Excerpts from point annotation data:
===
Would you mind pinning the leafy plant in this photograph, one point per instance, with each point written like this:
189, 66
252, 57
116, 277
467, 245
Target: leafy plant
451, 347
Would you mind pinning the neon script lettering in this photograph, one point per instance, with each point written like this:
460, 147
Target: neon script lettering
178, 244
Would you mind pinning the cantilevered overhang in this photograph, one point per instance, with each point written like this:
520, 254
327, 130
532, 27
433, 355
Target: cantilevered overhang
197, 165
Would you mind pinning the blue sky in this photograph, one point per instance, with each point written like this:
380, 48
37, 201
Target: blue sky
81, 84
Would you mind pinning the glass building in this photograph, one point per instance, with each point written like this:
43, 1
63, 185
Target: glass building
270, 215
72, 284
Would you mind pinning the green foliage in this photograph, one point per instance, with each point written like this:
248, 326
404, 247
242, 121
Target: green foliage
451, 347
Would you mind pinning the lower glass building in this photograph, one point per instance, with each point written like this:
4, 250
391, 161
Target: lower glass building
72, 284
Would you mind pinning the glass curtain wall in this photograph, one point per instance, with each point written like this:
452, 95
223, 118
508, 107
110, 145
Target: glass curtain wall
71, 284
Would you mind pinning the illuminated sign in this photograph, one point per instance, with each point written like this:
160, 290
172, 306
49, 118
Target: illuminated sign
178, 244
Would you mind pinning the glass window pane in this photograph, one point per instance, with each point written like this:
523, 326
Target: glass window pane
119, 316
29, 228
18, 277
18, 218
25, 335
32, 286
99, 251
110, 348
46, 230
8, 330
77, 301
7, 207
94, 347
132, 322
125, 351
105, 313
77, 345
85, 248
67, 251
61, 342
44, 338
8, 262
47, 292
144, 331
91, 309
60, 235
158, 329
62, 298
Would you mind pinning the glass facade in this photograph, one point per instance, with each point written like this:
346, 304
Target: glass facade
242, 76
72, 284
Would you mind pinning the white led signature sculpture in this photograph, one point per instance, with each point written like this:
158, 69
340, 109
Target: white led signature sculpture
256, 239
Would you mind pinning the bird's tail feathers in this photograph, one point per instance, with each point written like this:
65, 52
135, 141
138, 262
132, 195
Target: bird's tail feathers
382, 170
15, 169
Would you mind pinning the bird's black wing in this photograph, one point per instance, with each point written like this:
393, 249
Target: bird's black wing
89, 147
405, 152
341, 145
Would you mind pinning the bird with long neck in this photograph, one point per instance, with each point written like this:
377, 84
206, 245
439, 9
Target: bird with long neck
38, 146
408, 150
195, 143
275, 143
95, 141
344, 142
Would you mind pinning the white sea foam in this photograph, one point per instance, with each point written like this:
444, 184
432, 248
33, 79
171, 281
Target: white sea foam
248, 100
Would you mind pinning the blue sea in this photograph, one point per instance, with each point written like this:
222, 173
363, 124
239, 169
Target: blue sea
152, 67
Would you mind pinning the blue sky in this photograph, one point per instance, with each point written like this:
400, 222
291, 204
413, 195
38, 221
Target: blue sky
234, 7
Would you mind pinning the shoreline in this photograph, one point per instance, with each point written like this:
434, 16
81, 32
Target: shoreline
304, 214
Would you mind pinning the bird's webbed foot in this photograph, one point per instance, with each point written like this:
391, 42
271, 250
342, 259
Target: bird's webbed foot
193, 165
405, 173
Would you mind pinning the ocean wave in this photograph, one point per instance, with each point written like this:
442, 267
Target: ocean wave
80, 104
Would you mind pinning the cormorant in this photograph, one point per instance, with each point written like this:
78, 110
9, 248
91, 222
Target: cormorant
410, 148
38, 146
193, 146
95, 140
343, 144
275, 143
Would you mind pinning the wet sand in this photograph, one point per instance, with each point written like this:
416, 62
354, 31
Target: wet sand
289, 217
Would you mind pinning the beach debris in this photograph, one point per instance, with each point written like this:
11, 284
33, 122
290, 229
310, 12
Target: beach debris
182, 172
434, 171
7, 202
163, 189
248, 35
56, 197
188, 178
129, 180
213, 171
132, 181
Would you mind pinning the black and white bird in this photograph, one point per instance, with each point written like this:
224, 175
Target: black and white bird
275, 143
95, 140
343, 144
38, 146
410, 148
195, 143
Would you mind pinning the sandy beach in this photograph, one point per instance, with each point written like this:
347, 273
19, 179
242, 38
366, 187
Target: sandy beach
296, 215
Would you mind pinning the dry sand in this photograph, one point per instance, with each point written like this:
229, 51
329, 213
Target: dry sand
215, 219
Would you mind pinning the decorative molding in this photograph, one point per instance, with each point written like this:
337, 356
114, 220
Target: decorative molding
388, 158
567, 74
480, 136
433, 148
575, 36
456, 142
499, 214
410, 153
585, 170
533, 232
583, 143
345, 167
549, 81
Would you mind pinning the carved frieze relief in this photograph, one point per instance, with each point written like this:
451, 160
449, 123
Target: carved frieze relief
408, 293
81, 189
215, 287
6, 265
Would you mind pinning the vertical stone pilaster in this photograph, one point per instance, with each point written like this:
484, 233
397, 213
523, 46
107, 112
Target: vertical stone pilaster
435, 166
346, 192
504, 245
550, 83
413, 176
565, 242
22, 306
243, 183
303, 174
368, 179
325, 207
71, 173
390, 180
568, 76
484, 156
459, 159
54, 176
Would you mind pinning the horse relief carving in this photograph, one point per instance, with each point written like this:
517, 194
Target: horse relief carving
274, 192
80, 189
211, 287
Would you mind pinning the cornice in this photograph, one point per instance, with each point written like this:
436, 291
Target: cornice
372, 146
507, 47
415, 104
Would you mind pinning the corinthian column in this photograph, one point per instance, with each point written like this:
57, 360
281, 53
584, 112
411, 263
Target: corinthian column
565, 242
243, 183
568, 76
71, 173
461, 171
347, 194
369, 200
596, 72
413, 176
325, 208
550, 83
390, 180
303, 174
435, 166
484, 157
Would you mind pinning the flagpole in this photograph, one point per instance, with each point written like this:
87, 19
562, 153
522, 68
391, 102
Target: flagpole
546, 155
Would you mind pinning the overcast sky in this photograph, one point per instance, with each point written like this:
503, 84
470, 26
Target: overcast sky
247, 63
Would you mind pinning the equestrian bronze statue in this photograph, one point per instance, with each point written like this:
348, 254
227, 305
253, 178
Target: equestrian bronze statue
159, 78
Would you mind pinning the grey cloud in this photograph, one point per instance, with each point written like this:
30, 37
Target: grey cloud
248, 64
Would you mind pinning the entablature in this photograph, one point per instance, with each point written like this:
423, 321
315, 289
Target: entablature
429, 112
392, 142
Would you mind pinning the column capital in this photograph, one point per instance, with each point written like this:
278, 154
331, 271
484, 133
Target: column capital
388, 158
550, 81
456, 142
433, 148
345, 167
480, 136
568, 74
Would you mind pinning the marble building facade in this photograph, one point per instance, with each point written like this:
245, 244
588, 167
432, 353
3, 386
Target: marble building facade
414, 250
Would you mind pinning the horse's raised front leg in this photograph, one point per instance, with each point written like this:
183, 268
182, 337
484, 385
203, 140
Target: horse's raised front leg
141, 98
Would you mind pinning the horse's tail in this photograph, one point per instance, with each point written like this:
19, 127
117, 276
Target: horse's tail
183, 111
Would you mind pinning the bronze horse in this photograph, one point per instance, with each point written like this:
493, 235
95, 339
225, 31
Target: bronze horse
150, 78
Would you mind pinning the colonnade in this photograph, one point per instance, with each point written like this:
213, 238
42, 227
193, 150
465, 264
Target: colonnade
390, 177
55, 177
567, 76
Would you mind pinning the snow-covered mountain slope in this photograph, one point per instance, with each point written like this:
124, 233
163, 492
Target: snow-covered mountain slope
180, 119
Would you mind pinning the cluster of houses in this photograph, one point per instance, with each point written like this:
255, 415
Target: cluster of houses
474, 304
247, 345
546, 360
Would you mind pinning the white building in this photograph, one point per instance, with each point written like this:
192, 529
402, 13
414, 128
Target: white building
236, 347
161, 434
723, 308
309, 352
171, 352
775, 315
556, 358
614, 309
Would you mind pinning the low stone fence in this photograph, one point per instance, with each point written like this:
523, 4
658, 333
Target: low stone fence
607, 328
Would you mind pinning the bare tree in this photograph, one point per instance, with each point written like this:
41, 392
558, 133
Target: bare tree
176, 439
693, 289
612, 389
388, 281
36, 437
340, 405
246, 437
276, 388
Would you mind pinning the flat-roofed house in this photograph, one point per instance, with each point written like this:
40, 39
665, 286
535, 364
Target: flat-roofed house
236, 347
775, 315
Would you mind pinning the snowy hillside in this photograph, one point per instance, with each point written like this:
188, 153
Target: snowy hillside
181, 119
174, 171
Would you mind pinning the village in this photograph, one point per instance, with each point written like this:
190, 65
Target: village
===
== Work to be completed ==
Output only the lines from the one holding "Would you mind pinning the bronze" through the last line above, exactly as they appear.

== Solution ==
Would you mind pinning the bronze horse in this photograph, one point per instance, with each point written like this:
493, 235
95, 339
225, 31
Target: bronze horse
150, 78
Would you mind pinning the colonnade in this photograph, one point per instance, with each point written like this:
213, 238
42, 227
193, 150
465, 264
Target: colonnade
390, 177
55, 177
567, 76
Would you mind pinning the snow-covered mountain slope in this photograph, one point per instance, with each point written like this:
124, 233
163, 492
Target: snow-covered mountain slope
180, 119
Would you mind pinning the cluster of houses in this photograph, one point per instance, with each point written like this:
255, 415
Target: cluster of houses
474, 304
247, 345
546, 360
Would you mind pinning the white building in this photograph, one point per instance, with each point written like this:
192, 529
402, 13
414, 128
Target: white building
236, 347
161, 434
723, 308
309, 352
171, 352
775, 315
556, 358
614, 309
Would you mind pinning the low stone fence in this photograph, one point per instance, with each point written like this:
523, 4
658, 333
Target: low stone fence
607, 328
Would you mind pinning the bare tree in this photograph, one point per instance, with each point written like this:
41, 392
558, 133
Target: bare tree
176, 439
693, 289
612, 389
388, 281
36, 437
340, 405
246, 437
276, 388
Would you mind pinning the flat-roofed house in this photograph, one point per instance, with each point written like this:
40, 39
665, 286
535, 364
Target: flat-roofed house
236, 347
775, 315
Would you mind pinning the snowy hillside in this photograph, one point per instance, with each point written like this:
188, 153
Target: snowy hillside
181, 119
174, 171
Would you mind pinning the village in this photograph, one point per instance, with each point written like this:
190, 65
Target: village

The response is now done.